### Énoncé
D'après l'extrait sur le PAGS et le FIS, pourquoi le parti a-t-il probablement choisi de ne pas marquer ses différences idéologiques ? Expliquez ce choix en vous appuyant sur la raison que le texte fournit.

### Extrait choisi
┄┄┄┄┄┄

Le combat, qui s’imposait aux communistes, ét ait de combattre le FIS comme force politique de droite (de par ses objectifs de libéralisation et de « bazardisation » de l’économie, et ses méthodes putschistes), mais aussi de lutter pour prendre la tête du mouvement populaire de protestation et de contestation du pouvoir allié objectif du FIS de par sa soumission et son adhésion aux injonctions politiques et économiques du FMI et de la Banque Mondiale. 

Les actions fascistes du FIS-GIA-FIDA, dans un contexte de mouvement identitaire religieux populaire et de masse, ont probablement poussé le parti à ne pas marquer ses différences idéologiques pour ne pas être traité d’anti religieux. 

Dans le même temps, au cours des révoltes 1988 et après, la direction du PAGS, dans son hésitation à soutenir le mouvement de colère populaire ascendant, a soutenu les réformes d’infitah d’un pouvoir devenu largement anti populaire … considéré comme garant de stabilité sociale et de sauveur de la « République » et de la nation. 

La tête de la contestation populaire, place naturelle des communistes, est devenue vacante, et le FIS, identifié comme ennemi principal, l’a occupée et bien exploitée en criant haut et fort « ennemi du FIS égal ennemi du peuple ».

Le fonctionnement du PAGS dans la clandestinité et à la sortie de la clandestinité 

Une donnée majeure doit être prise en compte : le PCA a vécu longtemps en clandestinité ; tandis que le PAGS est né dans la clandestinité et a vécu presque entièrement dans la clandestinité (de 1966 à 1989).

┄┄┄┄┄┄

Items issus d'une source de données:
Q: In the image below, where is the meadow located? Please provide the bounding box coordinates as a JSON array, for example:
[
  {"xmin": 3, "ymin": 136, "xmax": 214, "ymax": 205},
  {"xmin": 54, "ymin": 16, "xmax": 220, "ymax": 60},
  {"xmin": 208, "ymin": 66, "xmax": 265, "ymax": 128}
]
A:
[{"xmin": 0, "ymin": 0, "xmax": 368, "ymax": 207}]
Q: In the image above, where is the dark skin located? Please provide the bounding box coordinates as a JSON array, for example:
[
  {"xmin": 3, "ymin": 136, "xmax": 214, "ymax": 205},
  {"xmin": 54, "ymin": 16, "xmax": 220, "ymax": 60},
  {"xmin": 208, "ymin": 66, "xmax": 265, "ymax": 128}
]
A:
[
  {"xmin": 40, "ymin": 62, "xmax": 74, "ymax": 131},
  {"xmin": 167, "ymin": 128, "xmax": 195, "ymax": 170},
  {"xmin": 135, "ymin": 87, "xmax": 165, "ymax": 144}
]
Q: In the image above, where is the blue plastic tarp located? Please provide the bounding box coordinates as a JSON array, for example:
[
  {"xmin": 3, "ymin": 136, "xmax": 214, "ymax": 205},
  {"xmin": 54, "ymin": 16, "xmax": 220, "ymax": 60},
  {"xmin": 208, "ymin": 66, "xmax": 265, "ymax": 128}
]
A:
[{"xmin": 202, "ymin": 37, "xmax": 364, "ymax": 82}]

┄┄┄┄┄┄

### Corrigé
Le parti a probablement évité de marquer ses différences idéologiques pour ne pas être traité d'anti religieux. Selon le texte, les actions fascistes du FIS-GIA-FIDA l'y ont poussé. Elles survenaient dans le contexte d'un mouvement identitaire religieux populaire et de masse.